Tasks to perform:
a) Translate this sentence from the passage on the UN and Palestinian refugees into Spanish: "The UN has endeavored to find solutions to nearly every other refugee crisis in the world over the years, largely by resettling people in the lands to which they fled."
b) From the passage on the UN and Palestinian refugees, return word for word the part that opens with the words containing "The DPR actually" and closes with "advanced this position.".

Text block:
■ ■ ■ ■ ■

The CEIRPP organizes conferences, photo exhibitions and other programs around the world aimed at undermining, discrediting and demonizing Israel. It does so with the active cooperation of the UN’s Department of Global Communications.


The DPR actually sits inside the UN Secretariat, giving the Palestinians a UN home no other people or sovereign state has. DPR sits alongside regional units such as the Asian, the African and Latin American, and the Caribbean groups of the UN system. The DPR works together with CEIRPP to organize an annual International Day of Solidarity for the Palestinian People, and maintains UN web-based information systems devoted to the Palestinian side of the conflict.

At the core of the work of these offices is the perpetuation of “the right of return” narrative that demands all Palestinians considered by the UN to be refugees have a right to “return” to pre-state Israel. Since 1949 the UN has, through the creation of UNRWA (the United Nations Relief and Works Agency), aggressively advanced this position.

So why are millions of people classified as refugees? Because as “refugees” they maintain their claim to migrate to Israel in order to overwhelm the Jewish majority and thus end the existence of the State of Israel.

According to the UN, there are now 5.5 million such refugees, less than 1% of whom were actual refugees from the War of Independence in 1948. More than 99% are their descendants, now five generations on. The UN has endeavored to find solutions to nearly every other refugee crisis in the world over the years, largely by resettling people in the lands to which they fled.

■ ■ ■ ■ ■

Records:

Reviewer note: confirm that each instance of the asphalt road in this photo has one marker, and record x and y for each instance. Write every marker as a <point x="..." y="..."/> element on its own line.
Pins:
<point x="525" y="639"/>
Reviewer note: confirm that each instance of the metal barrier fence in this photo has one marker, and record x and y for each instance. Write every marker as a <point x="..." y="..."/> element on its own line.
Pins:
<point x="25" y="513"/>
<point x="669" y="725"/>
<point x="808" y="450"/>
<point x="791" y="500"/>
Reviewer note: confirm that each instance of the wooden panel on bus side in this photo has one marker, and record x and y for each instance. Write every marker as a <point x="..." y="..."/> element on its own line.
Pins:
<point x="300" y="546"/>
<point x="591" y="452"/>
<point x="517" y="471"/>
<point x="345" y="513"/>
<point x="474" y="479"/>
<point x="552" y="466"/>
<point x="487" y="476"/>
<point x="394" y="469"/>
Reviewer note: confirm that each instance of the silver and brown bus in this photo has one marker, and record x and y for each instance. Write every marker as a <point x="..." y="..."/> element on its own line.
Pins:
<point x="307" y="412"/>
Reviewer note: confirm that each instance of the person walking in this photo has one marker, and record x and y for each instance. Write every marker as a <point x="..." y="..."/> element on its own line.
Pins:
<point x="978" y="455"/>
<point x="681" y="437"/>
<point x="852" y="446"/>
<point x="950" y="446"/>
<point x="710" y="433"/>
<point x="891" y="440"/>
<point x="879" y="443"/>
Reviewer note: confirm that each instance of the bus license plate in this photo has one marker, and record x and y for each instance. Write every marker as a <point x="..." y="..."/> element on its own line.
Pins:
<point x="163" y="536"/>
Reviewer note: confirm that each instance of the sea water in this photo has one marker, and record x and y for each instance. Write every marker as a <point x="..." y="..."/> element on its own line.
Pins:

■ ■ ■ ■ ■

Solutions to the exercise:
a) A lo largo de los años, la ONU se ha esforzado por encontrar soluciones a casi todas las demás crisis de refugiados del mundo, en gran medida reasentando a las personas en las tierras a las que huyeron.

b)
The DPR actually sits inside the UN Secretariat, giving the Palestinians a UN home no other people or sovereign state has. DPR sits alongside regional units such as the Asian, the African and Latin American, and the Caribbean groups of the UN system. The DPR works together with CEIRPP to organize an annual International Day of Solidarity for the Palestinian People, and maintains UN web-based information systems devoted to the Palestinian side of the conflict.

At the core of the work of these offices is the perpetuation of “the right of return” narrative that demands all Palestinians considered by the UN to be refugees have a right to “return” to pre-state Israel. Since 1949 the UN has, through the creation of UNRWA (the United Nations Relief and Works Agency), aggressively advanced this position.